=== Exercise data ===
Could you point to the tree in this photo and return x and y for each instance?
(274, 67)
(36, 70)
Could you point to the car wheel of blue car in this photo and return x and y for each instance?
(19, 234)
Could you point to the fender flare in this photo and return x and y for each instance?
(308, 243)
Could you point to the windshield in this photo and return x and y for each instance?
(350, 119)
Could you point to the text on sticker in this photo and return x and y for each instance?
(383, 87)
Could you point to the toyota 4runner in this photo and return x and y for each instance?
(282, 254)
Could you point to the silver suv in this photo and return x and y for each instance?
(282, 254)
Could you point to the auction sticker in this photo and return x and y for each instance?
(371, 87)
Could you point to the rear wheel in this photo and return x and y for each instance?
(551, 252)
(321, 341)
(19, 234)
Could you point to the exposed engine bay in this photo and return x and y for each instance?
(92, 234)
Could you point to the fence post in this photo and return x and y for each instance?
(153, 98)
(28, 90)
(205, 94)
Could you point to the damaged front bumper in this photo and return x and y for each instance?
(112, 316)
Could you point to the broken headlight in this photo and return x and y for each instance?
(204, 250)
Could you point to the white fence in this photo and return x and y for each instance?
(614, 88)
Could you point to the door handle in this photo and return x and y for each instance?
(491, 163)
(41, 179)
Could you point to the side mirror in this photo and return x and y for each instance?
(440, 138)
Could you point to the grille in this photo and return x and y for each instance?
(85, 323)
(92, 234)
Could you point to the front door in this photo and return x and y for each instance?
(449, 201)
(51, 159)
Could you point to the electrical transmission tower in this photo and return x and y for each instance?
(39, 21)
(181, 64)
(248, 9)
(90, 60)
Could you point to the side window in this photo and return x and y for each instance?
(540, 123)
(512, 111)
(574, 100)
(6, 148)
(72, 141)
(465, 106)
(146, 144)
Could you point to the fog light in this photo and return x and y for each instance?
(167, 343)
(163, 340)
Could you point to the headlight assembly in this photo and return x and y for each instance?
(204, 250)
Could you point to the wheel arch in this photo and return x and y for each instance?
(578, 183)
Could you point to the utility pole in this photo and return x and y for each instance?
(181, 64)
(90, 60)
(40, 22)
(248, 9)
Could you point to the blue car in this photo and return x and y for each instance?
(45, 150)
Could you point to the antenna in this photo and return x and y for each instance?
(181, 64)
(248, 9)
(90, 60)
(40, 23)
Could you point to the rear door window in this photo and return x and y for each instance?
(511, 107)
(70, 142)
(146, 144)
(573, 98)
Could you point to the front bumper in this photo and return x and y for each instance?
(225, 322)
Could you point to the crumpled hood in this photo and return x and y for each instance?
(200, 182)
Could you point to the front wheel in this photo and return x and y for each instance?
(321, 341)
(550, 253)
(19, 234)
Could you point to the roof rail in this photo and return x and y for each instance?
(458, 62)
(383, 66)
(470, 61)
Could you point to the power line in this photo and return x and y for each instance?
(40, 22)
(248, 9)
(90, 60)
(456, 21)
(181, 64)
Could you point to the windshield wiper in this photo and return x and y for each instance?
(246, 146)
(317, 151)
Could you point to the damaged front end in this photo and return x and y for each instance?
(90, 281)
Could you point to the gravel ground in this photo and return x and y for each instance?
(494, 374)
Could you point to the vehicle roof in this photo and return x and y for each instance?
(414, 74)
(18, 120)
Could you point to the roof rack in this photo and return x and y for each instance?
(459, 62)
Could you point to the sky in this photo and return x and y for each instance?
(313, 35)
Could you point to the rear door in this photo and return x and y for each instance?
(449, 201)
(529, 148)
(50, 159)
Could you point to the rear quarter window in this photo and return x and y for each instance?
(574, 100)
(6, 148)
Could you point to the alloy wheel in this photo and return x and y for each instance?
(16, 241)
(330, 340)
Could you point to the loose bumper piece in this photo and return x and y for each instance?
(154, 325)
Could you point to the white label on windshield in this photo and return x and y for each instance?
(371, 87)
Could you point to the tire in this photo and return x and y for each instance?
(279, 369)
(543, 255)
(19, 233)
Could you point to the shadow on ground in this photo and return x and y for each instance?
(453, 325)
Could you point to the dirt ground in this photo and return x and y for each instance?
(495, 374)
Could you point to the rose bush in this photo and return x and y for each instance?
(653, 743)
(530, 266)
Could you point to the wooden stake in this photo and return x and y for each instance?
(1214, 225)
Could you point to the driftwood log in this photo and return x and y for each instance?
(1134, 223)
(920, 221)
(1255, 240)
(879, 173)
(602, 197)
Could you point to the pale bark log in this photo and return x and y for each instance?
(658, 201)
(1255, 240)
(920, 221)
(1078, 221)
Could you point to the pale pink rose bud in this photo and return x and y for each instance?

=== What to do ===
Copy the data word for word, starting at the line that contains "Could you point to the damaged front end" and continuing through the last line of the data, with both of those lines included.

=== Answer for this exercise ===
Could you point to the damaged front end in this photo and return x and y for each instance?
(90, 281)
Could you point to the gravel ground in this photo and return x and y for each instance?
(494, 374)
Could you point to the vehicle roof in this photo and return x and y for each instance?
(414, 74)
(18, 120)
Could you point to the roof rack in this photo and return x and y for each instance?
(459, 62)
Could you point to the sky in this photo and return x and y for each instance?
(313, 35)
Could you point to the rear door in this photo and return x and y for each instance?
(449, 201)
(529, 148)
(50, 159)
Could you point to the rear quarter window in this photo and return x and y for each instance?
(574, 100)
(6, 148)
Could you point to the alloy wheel in this photo and return x and y for each instance?
(16, 241)
(330, 340)
Could you point to the loose bumper piece in this photo and return x and y for each instance?
(154, 325)
Could you point to the white label on windshield in this photo and return x and y for each instance?
(371, 87)
Could you point to the tire in this photo and return x and y for each instance?
(279, 369)
(543, 255)
(19, 233)
Could you point to the shadow on ground in this photo and return x and y for each instance?
(453, 325)
Could you point to the dirt ground in this photo and return x and y for each instance?
(495, 374)
Could you point to the rose bush in this photo and return x and y for each instance?
(653, 743)
(530, 266)
Could you point to the wooden stake in this photo and return x and y for each instance?
(1214, 225)
Could you point to the driftwood log in this photo and return x and y for each instance?
(1134, 223)
(920, 221)
(1255, 240)
(879, 173)
(602, 197)
Could you point to the pale bark log in this photo and return x and y for each instance?
(658, 201)
(1255, 240)
(920, 221)
(1078, 221)
Could you point to the pale pink rose bud in this photo and return x and y for each instance?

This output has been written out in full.